Testo fornito ->
::::::::
La mistica ritiene, oltretutto, che le promesse rivolte a Israele dal Dio veterotestamentario siano «le stesse che», nelle Tentazioni, «il demonio ha fatto a Cristo: "Ti donerò tutti questi regni..."».
La Weil ritiene che la verità definitiva possa esserle rivelata, appunto, solo in «una delle forme estreme della sventura presente».
«Per pensare la sventura è necessario portarla nella carne, profondamente conficcata, come un chiodo, e portarla a lungo, affinché il pensiero abbia il tempo di temprarsi abbastanza per guardarla. [...] Grazie a questa immobilità il granello infinitesimale d'amore divino gettato nell'anima può crescere a piacimento e portare frutti nell'attesa [...]. Felici coloro per i quali la sventura entrata nella loro carne è la sventura del mondo stesso nella loro epoca»
Di fronte al dramma delle creature Dio tace, e il suo silenzio, colmo di significati, è la sua unica parola, tanto da spingere la Weil a preferire «la sua assenza alla presenza di chiunque altro». Ma nell'incarnazione e nell'abbandono di Cristo sulla croce, Dio stesso ha sofferto la condizione tragica dell'uomo: “Dio ha dovuto incarnarsi e soffrire, per non essere inferiore all'uomo” e “Cristo è il giusto disprezzato, flagellato, abbandonato anche dagli dei”.
Nello strazio di Gesù, che grida “Dio mio, Dio mio, perché mi hai abbandonato?” la Weil individua “la vera prova che il cristianesimo è qualcosa di divino”.
Difatti, se l'anima emette quel grido e ancora non smette di amare, essa può trascendere la sventura, la gioia e la sofferenza, per accedere all'amore di Dio, giacché nel profondo della sventura splende la misericordia divina.
È la medesima «intuizione precristiana» espressa dall'autore dell'Iliade, che, descrivendo la guerra e con essa un terrificante assetto della realtà, «ha amato abbastanza Dio per avere questa capacità. È questo infatti il significato implicito del poema e l'unica sorgente della sua bellezza; ma non è stato affatto capito».
La materia e la necessità, la gravità e la pesantezza (pesanteur), sono opera di Dio, dunque l'ordine della natura merita di essere amato per la sua armonica obbedienza a Dio:
«Imitare la bellezza del creato, adeguarsi all'assenza di finalità, di intenzioni, di discriminazione, significa rinunciare alle nostre intenzioni, alla nostra volontà. Essere perfettamente obbedienti significa essere perfetti come è perfetto il nostro padre celeste.»
::::::::
Dati di riferimento ->
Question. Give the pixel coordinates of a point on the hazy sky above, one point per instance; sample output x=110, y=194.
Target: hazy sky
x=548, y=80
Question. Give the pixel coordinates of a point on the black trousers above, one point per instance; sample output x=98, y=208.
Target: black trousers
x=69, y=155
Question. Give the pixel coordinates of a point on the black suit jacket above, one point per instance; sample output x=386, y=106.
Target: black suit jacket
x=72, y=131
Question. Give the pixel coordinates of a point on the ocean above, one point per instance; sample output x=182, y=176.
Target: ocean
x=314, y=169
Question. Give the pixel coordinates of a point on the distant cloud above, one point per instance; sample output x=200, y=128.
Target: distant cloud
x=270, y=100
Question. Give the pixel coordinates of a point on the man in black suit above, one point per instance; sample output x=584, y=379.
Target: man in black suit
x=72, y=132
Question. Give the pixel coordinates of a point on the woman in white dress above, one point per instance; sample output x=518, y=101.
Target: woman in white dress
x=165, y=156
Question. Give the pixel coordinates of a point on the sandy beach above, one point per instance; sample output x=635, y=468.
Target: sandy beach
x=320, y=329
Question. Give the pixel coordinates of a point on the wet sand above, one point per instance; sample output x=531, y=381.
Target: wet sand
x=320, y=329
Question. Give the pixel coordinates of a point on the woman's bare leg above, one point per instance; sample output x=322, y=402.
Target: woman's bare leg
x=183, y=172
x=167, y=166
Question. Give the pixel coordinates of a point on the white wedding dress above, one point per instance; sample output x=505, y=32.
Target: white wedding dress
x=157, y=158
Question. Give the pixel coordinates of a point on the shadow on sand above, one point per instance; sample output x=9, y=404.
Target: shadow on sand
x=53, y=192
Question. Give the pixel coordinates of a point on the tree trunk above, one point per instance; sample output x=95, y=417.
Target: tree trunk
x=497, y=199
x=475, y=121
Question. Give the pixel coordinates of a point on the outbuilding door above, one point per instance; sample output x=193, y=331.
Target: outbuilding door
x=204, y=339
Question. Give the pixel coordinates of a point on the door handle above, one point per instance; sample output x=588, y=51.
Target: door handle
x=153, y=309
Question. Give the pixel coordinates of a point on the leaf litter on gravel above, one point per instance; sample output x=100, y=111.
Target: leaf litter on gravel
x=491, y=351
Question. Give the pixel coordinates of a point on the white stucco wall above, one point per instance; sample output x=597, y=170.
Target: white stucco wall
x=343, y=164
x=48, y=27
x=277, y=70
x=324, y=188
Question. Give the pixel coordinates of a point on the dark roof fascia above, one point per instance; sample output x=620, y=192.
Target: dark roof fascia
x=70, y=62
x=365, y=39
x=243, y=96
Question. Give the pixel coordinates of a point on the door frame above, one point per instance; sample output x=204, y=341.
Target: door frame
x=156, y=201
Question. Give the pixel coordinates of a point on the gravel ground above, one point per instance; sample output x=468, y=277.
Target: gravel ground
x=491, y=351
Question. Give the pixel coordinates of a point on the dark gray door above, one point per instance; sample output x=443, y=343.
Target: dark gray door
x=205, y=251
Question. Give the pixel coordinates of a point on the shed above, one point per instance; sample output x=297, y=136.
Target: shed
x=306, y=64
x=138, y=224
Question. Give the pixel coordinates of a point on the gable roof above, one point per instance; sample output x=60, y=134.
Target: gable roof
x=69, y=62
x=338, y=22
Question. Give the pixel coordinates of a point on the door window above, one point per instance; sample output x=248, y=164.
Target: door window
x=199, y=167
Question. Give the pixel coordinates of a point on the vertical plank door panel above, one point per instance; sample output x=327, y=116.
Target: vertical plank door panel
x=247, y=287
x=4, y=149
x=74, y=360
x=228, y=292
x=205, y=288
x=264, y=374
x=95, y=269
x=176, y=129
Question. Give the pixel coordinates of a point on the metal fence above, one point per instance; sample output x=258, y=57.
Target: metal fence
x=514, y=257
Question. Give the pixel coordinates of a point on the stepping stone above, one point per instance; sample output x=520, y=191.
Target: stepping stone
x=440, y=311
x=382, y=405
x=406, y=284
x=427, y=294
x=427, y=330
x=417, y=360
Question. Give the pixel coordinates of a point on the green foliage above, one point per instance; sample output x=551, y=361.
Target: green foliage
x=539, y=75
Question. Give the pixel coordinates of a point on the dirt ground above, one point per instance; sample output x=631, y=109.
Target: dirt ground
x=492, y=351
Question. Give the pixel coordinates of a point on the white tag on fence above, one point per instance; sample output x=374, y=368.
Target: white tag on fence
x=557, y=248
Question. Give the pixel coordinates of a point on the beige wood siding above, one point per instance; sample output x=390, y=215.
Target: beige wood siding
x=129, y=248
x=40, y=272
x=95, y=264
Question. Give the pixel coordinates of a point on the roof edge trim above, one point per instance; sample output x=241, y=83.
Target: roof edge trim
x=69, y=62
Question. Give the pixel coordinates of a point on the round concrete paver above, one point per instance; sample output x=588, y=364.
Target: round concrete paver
::::::::
Informazioni sul compito -> Prosegui il testo sul pensiero della Weil dopo la citazione finale sull'obbedienza perfetta. Il materiale è distinto dal testo e va considerato a parte.

Risultato del compito ->
Per ricongiungersi a Dio, l'uomo è chiamato, a milioni d'anni dalla creazione, a compiere una nuova «follia»: immolarsi e accettare la propria sventura sino in fondo, affinché Dio possa donargli «la pienezza dell'essere».
Accettare significa trasformare, trasfigurare la sofferenza in sacrificio che redime, nell'ammissione che «la nostra vita è impossibile [...]. Siccome siamo creature siamo contraddizione; perché siamo Dio e, al tempo stesso, infinitamente altro da Dio». La gratitudine, la compassione, l'amicizia, l'amore per la bellezza del creato, sono sentimenti sovrannaturali, «follie» protese a Dio; poiché l'uomo è venuto al mondo unicamente per consentire a rinnegare se stesso e cedere il passo all'amore di Dio, che è amore di Dio per Dio medesimo, perché «Dio solo è capace di amare Dio». Per tale ragione Cristo ha sentenziato che dobbiamo rinunciare a noi stessi: «Dio si è negato in nostro favore, per offrirci la possibilità di rinnegarci per lui».
La nozione di «decreazione» (décréation) – che sembra avere come fonte la Cabala, (sconosciuta però alla Weil) risulta centrale nella riflessione più matura della pensatrice, che si apre alla prospettiva di un volontario annullamento dell'io e del sé personale, pur senza un'abdicazione al «noi» collettivistico:
«La perfezione è impersonale [...] Tutto lo sforzo dei mistici è sempre stato volto a ottenere che non ci fosse più nella loro anima nessuna parte che dicesse "io". Ma la parte dell'anima che dice "noi" è ancora infinitamente più pericolosa.»; in quanto l'accesso alla verità, come la perfezione, è inattuabile attraverso il «noi».